• [EXCERPT]:
# Retro transfers. Wholesale?



## mwcorp (Apr 16, 2006)

Hi I'm new to this forum and was interested in buying wholesale retro transfers. I know this topic has been discussed somewhat but I'm still unclear.... There are alot of transfer sites out there but none seem to have much of the tv/cartoon/movie etc transfers to buy. I know of a few sites that sell them pre-printed onto shirts, and then there is bang-on. Do they have exclusive rights to the images because I can't seem to find any other companies? Also I contacted bang-on about purchasing the transfers from them but they said I would probably need to buy a franchise. Has anyone had any luck buying transfers for them? Someone mentioned that you can work with them to produce images for yourself (and in return pay them a royalty I presume). Has anyone been able to do this? Otherwise if anyone has had luck selling retro transfers if you can be of assistance it would be much appreciated.

Geoff


----------



## Rodney (Nov 3, 2004)

I think you would need to work out licensing with the various cartoon/tv/movies.

Places like bang-on probably have "licensing departments" that work with the studios to figure out royalty fees, etc for printing transfers with other people's intellectual property on it.

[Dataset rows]

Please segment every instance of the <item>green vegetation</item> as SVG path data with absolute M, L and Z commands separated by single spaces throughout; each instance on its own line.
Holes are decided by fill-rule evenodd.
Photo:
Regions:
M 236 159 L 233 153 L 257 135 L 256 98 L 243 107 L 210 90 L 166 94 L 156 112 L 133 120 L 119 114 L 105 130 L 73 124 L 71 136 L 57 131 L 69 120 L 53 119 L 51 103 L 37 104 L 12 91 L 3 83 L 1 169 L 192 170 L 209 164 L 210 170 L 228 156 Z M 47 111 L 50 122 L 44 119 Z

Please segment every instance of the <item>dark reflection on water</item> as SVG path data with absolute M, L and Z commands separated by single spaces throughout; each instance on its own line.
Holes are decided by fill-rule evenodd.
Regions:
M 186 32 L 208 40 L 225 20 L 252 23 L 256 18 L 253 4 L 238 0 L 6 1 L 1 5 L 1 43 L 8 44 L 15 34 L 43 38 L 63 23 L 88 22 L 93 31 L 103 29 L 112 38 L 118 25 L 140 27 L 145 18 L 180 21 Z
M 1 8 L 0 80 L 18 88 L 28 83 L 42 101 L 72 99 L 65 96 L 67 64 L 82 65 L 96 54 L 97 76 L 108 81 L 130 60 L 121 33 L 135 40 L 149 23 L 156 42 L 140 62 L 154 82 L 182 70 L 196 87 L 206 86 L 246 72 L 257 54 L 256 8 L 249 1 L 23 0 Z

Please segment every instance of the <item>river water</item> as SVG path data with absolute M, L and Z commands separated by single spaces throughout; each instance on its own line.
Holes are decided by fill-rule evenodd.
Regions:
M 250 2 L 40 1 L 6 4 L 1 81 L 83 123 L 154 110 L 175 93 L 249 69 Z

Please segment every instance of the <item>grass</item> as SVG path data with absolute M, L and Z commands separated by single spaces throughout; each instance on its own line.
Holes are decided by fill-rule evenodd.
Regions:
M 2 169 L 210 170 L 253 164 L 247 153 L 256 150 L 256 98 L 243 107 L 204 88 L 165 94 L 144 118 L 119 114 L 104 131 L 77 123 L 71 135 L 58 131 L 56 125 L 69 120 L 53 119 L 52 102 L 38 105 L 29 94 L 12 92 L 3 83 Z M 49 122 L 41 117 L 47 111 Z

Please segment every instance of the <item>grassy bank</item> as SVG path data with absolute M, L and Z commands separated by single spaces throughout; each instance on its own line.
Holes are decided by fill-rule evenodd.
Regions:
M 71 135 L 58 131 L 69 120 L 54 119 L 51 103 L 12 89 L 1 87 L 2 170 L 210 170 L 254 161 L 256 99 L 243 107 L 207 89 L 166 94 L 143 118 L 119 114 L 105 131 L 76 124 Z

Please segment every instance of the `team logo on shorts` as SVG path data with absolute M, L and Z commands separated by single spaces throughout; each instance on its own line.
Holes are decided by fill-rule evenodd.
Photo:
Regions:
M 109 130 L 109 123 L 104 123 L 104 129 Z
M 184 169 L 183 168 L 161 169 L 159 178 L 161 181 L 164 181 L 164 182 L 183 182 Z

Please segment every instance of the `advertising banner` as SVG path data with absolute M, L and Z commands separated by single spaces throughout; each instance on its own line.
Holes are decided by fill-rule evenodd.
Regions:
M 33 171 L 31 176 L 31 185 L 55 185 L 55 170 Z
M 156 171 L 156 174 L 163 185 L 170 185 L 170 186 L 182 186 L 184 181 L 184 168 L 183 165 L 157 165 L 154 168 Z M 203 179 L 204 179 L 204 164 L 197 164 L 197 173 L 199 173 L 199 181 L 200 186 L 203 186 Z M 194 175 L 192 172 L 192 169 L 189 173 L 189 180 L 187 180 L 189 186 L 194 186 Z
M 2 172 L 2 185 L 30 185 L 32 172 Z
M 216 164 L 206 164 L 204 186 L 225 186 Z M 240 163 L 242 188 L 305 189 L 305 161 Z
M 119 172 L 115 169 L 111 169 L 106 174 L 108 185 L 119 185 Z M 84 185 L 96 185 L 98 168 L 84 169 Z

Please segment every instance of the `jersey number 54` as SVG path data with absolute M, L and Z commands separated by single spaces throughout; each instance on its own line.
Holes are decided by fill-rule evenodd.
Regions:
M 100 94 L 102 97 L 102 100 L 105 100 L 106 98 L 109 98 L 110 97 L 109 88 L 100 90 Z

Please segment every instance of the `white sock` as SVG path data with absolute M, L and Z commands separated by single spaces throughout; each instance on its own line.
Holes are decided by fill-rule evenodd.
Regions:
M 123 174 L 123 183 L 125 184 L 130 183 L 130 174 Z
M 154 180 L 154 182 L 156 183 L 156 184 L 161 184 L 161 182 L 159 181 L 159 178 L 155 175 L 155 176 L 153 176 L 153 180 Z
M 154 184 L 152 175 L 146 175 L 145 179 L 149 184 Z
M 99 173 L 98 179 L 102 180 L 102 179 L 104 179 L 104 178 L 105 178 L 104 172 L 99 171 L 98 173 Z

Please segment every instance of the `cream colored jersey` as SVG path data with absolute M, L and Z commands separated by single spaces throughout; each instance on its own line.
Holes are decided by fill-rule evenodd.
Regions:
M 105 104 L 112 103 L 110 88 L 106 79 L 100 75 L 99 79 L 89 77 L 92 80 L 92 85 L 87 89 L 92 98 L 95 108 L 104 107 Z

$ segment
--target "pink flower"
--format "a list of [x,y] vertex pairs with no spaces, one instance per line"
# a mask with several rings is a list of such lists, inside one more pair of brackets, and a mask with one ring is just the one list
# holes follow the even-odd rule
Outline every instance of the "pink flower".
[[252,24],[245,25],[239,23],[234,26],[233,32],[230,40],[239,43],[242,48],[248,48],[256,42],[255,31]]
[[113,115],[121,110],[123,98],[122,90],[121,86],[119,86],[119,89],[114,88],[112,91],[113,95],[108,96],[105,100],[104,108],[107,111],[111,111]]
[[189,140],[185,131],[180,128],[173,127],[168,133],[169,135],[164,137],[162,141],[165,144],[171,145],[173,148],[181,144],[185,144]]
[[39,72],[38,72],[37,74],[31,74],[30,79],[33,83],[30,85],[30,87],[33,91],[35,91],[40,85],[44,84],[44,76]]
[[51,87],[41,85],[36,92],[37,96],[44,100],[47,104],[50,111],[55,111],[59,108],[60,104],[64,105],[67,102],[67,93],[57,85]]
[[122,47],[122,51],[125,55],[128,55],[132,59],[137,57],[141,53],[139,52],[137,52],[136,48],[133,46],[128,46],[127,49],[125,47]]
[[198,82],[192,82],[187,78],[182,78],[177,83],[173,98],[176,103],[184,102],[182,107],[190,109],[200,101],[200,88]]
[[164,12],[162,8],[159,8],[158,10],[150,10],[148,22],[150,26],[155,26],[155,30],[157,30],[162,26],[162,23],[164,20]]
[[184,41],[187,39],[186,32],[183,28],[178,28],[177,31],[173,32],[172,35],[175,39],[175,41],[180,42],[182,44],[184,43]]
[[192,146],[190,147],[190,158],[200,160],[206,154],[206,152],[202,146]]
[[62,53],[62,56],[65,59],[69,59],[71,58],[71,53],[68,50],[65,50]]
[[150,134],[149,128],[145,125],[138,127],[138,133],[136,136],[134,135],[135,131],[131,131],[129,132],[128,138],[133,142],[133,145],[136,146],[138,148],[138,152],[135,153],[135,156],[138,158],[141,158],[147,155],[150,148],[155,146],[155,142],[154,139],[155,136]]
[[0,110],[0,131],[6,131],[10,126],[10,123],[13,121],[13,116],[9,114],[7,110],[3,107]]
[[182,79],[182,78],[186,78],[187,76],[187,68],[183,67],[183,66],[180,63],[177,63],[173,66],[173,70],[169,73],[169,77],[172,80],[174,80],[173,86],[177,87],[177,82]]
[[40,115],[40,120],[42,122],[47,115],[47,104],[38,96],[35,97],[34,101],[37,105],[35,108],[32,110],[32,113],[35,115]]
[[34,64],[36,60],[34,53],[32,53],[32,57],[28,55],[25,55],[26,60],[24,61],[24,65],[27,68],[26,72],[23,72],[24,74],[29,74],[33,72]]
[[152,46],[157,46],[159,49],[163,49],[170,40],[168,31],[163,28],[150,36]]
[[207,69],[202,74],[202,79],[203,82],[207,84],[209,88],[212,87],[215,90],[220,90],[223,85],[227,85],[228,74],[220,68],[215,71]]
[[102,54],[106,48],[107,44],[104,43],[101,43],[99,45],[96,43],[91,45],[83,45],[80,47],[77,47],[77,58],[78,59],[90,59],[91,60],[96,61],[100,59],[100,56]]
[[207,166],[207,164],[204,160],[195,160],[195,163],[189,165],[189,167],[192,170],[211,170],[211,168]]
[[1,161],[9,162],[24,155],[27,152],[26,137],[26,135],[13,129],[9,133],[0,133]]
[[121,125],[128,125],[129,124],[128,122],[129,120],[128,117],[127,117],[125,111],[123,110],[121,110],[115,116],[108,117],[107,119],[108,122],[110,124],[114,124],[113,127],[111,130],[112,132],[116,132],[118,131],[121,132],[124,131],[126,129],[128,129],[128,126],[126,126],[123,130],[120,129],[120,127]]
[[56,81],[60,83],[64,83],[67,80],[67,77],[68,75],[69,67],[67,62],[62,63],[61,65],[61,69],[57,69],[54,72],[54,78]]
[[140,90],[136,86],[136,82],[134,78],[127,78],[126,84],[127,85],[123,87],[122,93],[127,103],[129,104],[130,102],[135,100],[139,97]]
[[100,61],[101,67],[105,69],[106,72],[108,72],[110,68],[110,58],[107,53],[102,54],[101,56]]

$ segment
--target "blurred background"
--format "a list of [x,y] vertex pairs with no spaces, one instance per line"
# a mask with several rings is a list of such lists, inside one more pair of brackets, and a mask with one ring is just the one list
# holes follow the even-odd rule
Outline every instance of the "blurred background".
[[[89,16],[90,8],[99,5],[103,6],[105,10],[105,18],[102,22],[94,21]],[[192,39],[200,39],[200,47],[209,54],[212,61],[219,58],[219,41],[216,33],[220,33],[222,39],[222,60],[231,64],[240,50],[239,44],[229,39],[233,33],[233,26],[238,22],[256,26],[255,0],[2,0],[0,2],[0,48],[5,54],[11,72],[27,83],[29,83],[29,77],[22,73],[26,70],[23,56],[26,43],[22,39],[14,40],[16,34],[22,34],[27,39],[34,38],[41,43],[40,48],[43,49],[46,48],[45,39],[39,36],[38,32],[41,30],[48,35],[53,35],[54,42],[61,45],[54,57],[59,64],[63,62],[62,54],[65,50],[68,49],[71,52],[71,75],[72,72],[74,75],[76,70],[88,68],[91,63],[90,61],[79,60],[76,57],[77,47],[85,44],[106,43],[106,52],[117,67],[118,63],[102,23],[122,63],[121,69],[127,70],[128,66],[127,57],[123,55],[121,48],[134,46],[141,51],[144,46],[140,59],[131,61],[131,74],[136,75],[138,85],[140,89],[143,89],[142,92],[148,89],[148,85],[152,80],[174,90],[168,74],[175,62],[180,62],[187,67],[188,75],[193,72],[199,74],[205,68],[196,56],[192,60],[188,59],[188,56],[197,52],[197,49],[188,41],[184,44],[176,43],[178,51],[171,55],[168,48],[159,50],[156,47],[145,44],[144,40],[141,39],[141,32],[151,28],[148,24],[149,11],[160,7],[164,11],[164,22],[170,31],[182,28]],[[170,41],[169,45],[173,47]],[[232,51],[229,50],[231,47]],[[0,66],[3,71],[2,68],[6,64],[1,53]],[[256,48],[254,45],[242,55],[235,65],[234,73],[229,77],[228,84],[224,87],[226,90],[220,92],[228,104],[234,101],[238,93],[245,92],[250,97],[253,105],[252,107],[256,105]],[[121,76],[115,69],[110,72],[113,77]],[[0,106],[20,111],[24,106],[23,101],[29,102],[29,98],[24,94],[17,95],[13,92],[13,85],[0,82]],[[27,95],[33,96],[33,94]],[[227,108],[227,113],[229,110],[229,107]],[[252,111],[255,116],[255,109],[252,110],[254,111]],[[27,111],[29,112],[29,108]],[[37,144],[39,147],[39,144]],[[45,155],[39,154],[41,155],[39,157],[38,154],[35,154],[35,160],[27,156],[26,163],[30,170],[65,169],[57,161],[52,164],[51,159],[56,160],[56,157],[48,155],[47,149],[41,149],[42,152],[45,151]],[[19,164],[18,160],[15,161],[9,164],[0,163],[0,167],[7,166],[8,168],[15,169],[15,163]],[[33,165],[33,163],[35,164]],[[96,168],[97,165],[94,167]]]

• [WHAT TO DO]:
[1] Using the forum thread above the entries, rewrite the paragraph that begins "Hi I'm new to this forum" as a brief bulleted list that keeps its main facts.
[2] Echo the forum thread's text word for word, starting at "Hi I'm new to" and ending at "be much appreciated.".

• [TASK RESULTS]:
[1]
- New to the forum and interested in buying retro transfers wholesale.
- Still unclear on the topic, even though it has been discussed somewhat.
- Many transfer sites exist, but few seem to sell TV, cartoon, or movie transfers.
- Knows of a few sites selling them pre-printed on shirts, plus bang-on.
- Asks whether bang-on has exclusive rights to the images, since no other companies turn up.
- Bang-on said buying its transfers would probably require a franchise.
- Asks whether anyone has worked with bang-on to produce images in return for a presumed royalty.
- Asks anyone who has had luck selling retro transfers for help.

[2]
Hi I'm new to this forum and was interested in buying wholesale retro transfers. I know this topic has been discussed somewhat but I'm still unclear.... There are alot of transfer sites out there but none seem to have much of the tv/cartoon/movie etc transfers to buy. I know of a few sites that sell them pre-printed onto shirts, and then there is bang-on. Do they have exclusive rights to the images because I can't seem to find any other companies? Also I contacted bang-on about purchasing the transfers from them but they said I would probably need to buy a franchise. Has anyone had any luck buying transfers for them? Someone mentioned that you can work with them to produce images for yourself (and in return pay them a royalty I presume). Has anyone been able to do this? Otherwise if anyone has had luck selling retro transfers if you can be of assistance it would be much appreciated.